> Given problem
Set down the lines of the listing below verbatim, starting at the line that contains "of the brown" and ending at the final line of the listing, with both ends included.

> Material for this task
···
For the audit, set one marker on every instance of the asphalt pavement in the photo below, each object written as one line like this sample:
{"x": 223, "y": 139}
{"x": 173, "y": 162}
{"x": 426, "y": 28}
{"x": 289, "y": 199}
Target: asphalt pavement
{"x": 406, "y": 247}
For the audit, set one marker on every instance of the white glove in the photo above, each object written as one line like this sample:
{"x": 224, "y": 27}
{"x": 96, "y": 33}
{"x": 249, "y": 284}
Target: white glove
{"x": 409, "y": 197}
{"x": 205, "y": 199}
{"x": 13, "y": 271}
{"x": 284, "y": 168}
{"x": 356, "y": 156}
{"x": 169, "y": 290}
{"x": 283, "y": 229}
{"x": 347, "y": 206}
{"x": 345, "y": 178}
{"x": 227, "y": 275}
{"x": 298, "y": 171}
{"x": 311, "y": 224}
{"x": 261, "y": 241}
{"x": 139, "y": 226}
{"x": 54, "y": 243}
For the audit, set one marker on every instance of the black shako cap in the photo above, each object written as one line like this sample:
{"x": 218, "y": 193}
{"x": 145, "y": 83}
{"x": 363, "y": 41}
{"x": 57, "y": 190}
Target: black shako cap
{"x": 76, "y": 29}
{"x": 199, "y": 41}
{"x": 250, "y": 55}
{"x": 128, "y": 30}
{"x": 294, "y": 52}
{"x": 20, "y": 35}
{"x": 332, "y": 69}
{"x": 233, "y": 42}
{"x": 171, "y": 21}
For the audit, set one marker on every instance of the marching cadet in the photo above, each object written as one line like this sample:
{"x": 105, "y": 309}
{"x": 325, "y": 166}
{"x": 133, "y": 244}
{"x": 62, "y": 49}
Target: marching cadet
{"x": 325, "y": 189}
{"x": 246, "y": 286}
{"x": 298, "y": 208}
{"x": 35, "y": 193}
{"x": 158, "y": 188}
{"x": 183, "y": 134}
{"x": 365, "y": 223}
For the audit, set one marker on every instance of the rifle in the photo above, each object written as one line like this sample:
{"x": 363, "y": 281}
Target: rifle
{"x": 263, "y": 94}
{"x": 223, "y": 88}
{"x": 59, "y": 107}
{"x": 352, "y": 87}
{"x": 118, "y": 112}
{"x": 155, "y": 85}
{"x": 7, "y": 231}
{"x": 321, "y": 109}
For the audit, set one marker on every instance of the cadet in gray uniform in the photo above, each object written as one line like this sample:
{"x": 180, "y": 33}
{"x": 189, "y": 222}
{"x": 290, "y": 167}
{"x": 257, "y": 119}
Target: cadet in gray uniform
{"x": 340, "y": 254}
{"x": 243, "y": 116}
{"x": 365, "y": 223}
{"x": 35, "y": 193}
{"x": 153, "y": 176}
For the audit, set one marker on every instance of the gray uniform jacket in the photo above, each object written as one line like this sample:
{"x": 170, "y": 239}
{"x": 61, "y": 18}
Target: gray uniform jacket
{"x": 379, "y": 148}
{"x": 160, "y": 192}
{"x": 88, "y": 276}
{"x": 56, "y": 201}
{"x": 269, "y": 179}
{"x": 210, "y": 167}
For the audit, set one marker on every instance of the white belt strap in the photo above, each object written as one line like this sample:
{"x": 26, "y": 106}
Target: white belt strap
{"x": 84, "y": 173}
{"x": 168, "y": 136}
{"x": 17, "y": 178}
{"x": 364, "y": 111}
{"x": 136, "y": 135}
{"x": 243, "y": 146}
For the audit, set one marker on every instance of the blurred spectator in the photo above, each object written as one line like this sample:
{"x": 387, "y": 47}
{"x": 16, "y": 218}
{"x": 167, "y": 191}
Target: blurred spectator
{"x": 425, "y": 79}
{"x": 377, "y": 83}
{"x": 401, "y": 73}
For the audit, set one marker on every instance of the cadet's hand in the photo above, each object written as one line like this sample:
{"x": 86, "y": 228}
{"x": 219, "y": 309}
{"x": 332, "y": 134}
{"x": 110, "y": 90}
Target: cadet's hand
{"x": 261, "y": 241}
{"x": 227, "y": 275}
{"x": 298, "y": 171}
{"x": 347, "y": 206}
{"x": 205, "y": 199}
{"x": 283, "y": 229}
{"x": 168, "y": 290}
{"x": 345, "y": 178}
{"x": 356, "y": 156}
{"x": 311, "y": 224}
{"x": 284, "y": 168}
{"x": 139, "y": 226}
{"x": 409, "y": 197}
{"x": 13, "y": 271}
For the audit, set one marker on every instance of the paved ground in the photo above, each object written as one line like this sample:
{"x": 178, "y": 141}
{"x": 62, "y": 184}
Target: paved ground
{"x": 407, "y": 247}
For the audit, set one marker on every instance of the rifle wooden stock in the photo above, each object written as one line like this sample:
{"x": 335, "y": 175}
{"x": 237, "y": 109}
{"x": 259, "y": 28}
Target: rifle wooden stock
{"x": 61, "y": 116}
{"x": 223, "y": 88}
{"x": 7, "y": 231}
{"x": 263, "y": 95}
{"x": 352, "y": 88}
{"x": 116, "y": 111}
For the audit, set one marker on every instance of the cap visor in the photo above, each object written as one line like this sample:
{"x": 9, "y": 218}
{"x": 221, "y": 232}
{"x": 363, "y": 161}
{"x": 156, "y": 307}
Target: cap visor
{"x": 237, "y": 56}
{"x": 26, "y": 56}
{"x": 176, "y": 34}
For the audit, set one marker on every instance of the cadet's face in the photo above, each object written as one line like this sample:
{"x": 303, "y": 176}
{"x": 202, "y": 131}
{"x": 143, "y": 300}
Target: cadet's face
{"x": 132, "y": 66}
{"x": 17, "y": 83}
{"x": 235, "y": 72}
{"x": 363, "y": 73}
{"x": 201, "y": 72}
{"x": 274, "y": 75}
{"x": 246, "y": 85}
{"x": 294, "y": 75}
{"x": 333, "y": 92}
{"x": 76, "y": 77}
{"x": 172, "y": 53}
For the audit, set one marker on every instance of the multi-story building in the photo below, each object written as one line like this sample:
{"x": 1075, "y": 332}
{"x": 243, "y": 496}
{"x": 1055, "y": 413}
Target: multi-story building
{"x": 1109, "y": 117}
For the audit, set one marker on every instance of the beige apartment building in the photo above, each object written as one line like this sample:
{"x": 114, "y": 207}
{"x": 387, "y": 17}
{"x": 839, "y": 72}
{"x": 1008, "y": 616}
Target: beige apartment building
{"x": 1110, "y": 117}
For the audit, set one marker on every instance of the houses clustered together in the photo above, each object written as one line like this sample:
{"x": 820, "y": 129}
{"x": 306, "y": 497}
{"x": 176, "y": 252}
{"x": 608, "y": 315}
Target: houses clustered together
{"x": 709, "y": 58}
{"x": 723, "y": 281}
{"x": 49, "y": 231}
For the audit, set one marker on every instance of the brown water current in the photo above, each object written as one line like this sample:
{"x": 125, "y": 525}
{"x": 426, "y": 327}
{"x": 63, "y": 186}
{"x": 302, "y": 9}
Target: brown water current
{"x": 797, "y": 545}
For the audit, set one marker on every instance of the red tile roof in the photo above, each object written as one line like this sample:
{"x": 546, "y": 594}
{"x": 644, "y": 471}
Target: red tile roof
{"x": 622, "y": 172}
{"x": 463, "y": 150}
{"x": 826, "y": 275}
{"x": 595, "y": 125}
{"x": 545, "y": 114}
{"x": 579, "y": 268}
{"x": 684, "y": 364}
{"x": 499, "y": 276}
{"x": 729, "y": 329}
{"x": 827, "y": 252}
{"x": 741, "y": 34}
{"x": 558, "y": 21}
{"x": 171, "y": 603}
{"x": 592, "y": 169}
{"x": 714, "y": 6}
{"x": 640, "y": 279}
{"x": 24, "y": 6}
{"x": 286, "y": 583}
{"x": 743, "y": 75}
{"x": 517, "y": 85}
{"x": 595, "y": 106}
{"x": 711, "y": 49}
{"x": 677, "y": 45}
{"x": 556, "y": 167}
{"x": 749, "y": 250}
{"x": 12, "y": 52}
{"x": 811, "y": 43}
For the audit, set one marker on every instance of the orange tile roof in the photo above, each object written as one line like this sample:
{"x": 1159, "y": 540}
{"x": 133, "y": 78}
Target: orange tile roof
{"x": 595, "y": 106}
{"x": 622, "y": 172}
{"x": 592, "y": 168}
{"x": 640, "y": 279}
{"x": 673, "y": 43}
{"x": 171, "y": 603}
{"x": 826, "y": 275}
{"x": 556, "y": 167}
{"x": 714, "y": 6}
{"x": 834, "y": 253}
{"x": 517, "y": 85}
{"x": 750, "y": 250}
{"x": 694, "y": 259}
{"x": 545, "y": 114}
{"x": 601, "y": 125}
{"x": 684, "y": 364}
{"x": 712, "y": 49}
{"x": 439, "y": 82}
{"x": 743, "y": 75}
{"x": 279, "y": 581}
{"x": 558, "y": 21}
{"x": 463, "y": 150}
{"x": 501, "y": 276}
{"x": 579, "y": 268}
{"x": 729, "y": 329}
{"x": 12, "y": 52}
···
> Task result
For the audit, set one marker on every instance of the brown water current in the photo above, each object written as one line like this sample:
{"x": 125, "y": 525}
{"x": 426, "y": 327}
{"x": 63, "y": 186}
{"x": 302, "y": 9}
Target: brown water current
{"x": 797, "y": 545}
For the audit, set one marker on every instance of the red tile roof in the photo above, each object written as one line like this sample:
{"x": 546, "y": 594}
{"x": 644, "y": 471}
Target: red tile roof
{"x": 622, "y": 172}
{"x": 463, "y": 150}
{"x": 826, "y": 275}
{"x": 595, "y": 125}
{"x": 545, "y": 114}
{"x": 579, "y": 268}
{"x": 684, "y": 364}
{"x": 499, "y": 276}
{"x": 729, "y": 329}
{"x": 827, "y": 252}
{"x": 741, "y": 34}
{"x": 558, "y": 21}
{"x": 171, "y": 603}
{"x": 592, "y": 169}
{"x": 714, "y": 6}
{"x": 640, "y": 279}
{"x": 24, "y": 6}
{"x": 286, "y": 583}
{"x": 743, "y": 75}
{"x": 517, "y": 85}
{"x": 595, "y": 106}
{"x": 711, "y": 49}
{"x": 677, "y": 45}
{"x": 556, "y": 167}
{"x": 749, "y": 250}
{"x": 12, "y": 52}
{"x": 811, "y": 43}
For the audit, set one marker on every instance of the orange tile roof in the photo above, each object written as one line like this sample:
{"x": 1159, "y": 540}
{"x": 133, "y": 78}
Target: orange tile roof
{"x": 595, "y": 106}
{"x": 622, "y": 172}
{"x": 592, "y": 168}
{"x": 640, "y": 279}
{"x": 673, "y": 43}
{"x": 171, "y": 603}
{"x": 826, "y": 275}
{"x": 556, "y": 167}
{"x": 714, "y": 6}
{"x": 834, "y": 253}
{"x": 517, "y": 85}
{"x": 750, "y": 250}
{"x": 694, "y": 259}
{"x": 545, "y": 114}
{"x": 601, "y": 125}
{"x": 684, "y": 364}
{"x": 712, "y": 49}
{"x": 439, "y": 82}
{"x": 743, "y": 75}
{"x": 279, "y": 581}
{"x": 558, "y": 21}
{"x": 463, "y": 150}
{"x": 501, "y": 276}
{"x": 579, "y": 268}
{"x": 729, "y": 329}
{"x": 12, "y": 52}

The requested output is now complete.